EXPLORE THE MATERIAL:
(A) Please check three statements against the Flightly excerpt and answer yes or no for each, quoting the exact words from the excerpt that settle it. (i) The connection string points to port 7687. (ii) LINE_LIMIT is set to 1000. (iii) The query method uses the timeit module to time the Cypher runs.
(B) Carry on the Flightly excerpt, the code on SQL and Neo4j flight queries rather than the listing, starting right after its last line.

# Flightly

Modelling 2015 US commercial airline flight queries using SQL and Neo4j

### Setup Neo4j Query Object Wrapper
This object will allow us to receive the result of the query and also measure the time it takes for X number of queries to be completed.

In [85]:
LINE_LIMIT = 10000

In [86]:
from neo4j import GraphDatabase
import timeit

conn = ('bolt://localhost:7687', 'neo4j', 'password')

class NeoQuery(object):
    def __init__(self, query):
        url, user, password = conn
        self._driver = GraphDatabase.driver(url, auth=(user, password))
        self._query = query

    def close(self):
        self._driver.close()
        
    def query(self, times=1):
        results = self._run_cypher()
        time = timeit.timeit(self._run_cypher, number=times)

DATA BELOW:

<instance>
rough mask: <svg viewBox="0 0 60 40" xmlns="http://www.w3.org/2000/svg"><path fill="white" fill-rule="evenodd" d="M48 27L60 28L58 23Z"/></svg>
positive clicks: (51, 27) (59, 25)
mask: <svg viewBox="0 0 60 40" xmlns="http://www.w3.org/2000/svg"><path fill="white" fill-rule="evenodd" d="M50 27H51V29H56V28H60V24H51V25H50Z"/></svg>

ANSWERS BY TASK:
(A)
(i) Yes: "'bolt://localhost:7687'"
(ii) No: "LINE_LIMIT = 10000"
(iii) Yes: "time = timeit.timeit(self._run_cypher, number=times)"

(B)
        self.close()
        return results, time
        
    def _run_cypher(self):
        with self._driver.session() as session:
            return session.run(self._query)

### Setup queries
Delete all of the existing nodes and relationships to start with clean slate.
Then, load all the csv files into the DB

In [89]:
init_queries = {
    'delete_all': """
                   MATCH (n)
                   DETACH DELETE n
                   """,
    'load_airlines': """
            LOAD CSV FROM 'file:///flightly/airlines.csv' AS line
            CREATE (:Airline { name: line[1], iata: line[0]})
            """,
    'load_airports': """
            LOAD CSV FROM 'file:///flightly/airports.csv' AS line
            CREATE (:Airport { name: line[1], iata: line[0], city: line[2], state: line[3], country: line[4], latitude: line[5], longitude: line[6]})
            """,
    'load_flights': f"""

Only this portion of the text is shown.